Chez Google France depuis cinq ans, la jeune femme a commencé à monter des projets dès l’âge de 19 ans, qui marque son départ vers la Californie. S’ensuivent le Mexique et l’Argentine, où elle met en place un festival de courts-métrages, dont elle assure la promotion à travers le monde grâce aux nouvelles technologies. L’année dernière, elle décide de compléter son savoir-faire en participant aux deux mois et demi de formation intensive proposée par la Singularity University dans le domaine des nouvelles technologies. Direction la Silicon Valley et le campus de la Nasa, dont la demoiselle ressort émerveillée.

Eugénie Rives revient avec nous sur cette expérience et en profite pour dissiper les confusions entretenues autour de “SU”. Si l’institution compte parmi ses fondateurs l’un des papes controversés du courant transhumaniste Ray Kurzweil, il faut, selon la jeune femme, opérer la distinction entre ces idées et la visée pragmatique de Singularity University, qui interroge l’impact des nouvelles technologies sur la planète.

Singularity University, temple du transhumanisme ?

Pas du tout. Il faut décoreller Singularity University et transhumanisme. L’université donne des billes pour réfléchir à l’impact pratique des technologies sur des grandes problématiques : énergie, eau… C’est vraiment pour cet aspect concret, le lancement de projets, que j’y suis allée. En comparaison, l’université n’a vraiment rien à voir avec le Singularity Institute qui comporte une unité spécialisée sur les questions transhumanistes.
Certes, le discours de SU, notamment d’ouverture, est très emphatique, très américain, mais il ne diffère en rien de ce qu’on pourrait entendre à Harvard ou à Stanford.

Singularity University n’a rien d’une secte ! C’est juste une université très avancée sur les questions relatives aux nouvelles technologies.

Après, il est vrai que Kurzweil fait partie des fondateurs et des intervenants. Mais ses cours abordent la Singularité, ce moment qui marquera une explosion de la technologie telle qu’elle dépassera l’intelligence humaine (ndlr : aussi appelé “small-bang”). Ray Kurzweil aborde de façon très succincte les questions transhumanistes.

◆ Objectif 1:
Sélectionnez et recopiez toutes les lignes des entrées qui contiennent la chaîne "dress", en tenant compte de la casse.

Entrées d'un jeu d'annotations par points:
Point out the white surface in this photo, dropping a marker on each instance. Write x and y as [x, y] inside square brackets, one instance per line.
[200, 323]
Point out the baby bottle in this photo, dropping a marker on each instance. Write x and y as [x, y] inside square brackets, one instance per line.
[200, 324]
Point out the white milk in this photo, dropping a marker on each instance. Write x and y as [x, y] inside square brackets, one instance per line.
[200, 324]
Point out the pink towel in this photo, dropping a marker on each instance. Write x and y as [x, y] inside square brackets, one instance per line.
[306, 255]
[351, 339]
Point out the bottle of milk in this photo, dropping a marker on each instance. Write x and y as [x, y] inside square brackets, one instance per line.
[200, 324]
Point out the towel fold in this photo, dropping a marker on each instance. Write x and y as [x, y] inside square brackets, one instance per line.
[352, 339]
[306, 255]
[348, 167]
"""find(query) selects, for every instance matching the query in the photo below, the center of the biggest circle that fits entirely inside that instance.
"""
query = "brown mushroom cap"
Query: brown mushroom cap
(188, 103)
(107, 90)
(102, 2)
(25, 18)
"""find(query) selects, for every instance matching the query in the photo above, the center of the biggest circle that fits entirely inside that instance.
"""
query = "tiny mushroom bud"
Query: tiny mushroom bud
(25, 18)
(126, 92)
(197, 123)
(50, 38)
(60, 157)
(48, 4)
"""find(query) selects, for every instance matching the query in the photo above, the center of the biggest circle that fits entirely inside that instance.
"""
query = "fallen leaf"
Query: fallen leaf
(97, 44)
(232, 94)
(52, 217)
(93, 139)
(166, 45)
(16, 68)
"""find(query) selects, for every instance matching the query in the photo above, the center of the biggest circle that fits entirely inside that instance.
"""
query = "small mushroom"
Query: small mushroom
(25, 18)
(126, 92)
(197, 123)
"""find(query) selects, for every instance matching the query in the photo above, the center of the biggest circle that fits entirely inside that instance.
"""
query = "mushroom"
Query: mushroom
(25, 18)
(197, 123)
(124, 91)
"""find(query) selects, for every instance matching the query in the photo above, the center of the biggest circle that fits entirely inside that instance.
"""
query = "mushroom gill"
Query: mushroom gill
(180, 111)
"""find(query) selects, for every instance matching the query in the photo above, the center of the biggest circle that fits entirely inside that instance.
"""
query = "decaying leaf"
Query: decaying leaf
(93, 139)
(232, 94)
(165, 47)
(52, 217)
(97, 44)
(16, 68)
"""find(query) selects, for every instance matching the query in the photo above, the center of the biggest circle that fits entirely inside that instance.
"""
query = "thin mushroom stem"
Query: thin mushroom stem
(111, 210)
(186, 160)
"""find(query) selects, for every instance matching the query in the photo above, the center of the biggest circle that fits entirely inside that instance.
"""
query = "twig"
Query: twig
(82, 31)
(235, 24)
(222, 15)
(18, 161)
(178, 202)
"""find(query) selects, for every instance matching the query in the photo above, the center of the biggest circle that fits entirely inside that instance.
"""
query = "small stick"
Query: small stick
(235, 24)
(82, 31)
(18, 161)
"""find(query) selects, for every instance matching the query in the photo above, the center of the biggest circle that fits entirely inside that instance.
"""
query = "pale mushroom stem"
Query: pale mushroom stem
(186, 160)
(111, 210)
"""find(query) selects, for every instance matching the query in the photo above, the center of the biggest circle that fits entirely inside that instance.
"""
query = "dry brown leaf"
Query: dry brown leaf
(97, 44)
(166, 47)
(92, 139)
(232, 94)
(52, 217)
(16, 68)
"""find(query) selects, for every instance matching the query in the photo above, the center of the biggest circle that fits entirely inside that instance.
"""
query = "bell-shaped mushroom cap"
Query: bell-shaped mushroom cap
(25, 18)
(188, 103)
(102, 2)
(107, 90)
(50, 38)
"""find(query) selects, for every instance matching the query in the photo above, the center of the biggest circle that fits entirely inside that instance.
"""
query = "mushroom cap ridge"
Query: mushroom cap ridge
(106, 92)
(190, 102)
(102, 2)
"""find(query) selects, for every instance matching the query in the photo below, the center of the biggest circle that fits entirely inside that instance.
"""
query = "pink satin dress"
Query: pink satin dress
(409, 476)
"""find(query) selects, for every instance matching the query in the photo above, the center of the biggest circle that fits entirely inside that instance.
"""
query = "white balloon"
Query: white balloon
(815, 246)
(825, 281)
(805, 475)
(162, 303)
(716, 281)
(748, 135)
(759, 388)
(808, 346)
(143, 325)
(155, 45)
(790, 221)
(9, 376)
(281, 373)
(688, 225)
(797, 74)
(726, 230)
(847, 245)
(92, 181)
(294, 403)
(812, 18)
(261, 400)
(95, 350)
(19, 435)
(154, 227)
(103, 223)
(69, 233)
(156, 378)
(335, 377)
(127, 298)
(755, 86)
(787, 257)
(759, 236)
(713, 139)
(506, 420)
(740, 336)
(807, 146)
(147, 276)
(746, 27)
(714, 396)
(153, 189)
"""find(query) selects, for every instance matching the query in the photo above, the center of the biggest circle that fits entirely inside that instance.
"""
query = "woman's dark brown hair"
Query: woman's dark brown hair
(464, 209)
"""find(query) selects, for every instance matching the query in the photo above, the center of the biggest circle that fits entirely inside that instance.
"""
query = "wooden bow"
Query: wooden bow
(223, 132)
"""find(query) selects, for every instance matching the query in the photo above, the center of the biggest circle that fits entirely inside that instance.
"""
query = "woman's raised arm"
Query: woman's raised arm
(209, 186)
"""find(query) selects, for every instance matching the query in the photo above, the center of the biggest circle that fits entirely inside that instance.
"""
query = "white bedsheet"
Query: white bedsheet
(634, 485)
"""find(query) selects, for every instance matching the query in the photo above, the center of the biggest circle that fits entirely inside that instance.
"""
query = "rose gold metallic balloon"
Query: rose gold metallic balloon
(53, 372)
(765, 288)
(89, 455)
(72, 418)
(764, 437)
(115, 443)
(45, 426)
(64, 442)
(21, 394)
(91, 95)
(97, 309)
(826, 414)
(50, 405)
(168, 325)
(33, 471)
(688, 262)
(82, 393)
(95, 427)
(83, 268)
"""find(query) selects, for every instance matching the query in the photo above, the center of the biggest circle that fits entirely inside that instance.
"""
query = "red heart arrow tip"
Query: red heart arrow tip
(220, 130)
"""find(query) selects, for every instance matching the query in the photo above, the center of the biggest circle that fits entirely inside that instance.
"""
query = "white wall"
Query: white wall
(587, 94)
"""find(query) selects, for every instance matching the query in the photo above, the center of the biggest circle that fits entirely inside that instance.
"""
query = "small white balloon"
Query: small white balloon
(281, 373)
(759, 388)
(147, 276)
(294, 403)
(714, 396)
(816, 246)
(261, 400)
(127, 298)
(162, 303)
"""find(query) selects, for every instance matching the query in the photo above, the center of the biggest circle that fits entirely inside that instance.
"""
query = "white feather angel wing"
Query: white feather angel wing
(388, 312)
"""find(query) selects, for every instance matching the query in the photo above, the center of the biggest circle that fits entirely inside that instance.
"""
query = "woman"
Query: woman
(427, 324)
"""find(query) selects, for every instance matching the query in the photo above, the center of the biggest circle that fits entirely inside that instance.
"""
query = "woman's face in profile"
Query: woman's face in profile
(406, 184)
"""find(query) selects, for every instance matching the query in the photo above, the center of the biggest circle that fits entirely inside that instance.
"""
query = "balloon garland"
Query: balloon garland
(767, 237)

◆ Objectif 2:
Réécrivez sous forme de liste le paragraphe du texte fourni qui commence par « Chez Google France depuis cinq ans », en conservant ses faits principaux.

◆ Réponse rédigée 1:
query = "pink satin dress"
Query: pink satin dress

◆ Réponse rédigée 2:
- Elle travaille chez Google France depuis cinq ans.
- Elle monte des projets dès 19 ans, l'âge de son départ pour la Californie.
- Elle part ensuite au Mexique, puis en Argentine, où elle met en place un festival de courts-métrages. Elle en assure la promotion dans le monde grâce aux nouvelles technologies.
- L'année dernière, elle suit une formation intensive de deux mois et demi en nouvelles technologies à la Singularity University.
- Elle se rend dans la Silicon Valley, sur le campus de la Nasa, dont elle ressort émerveillée.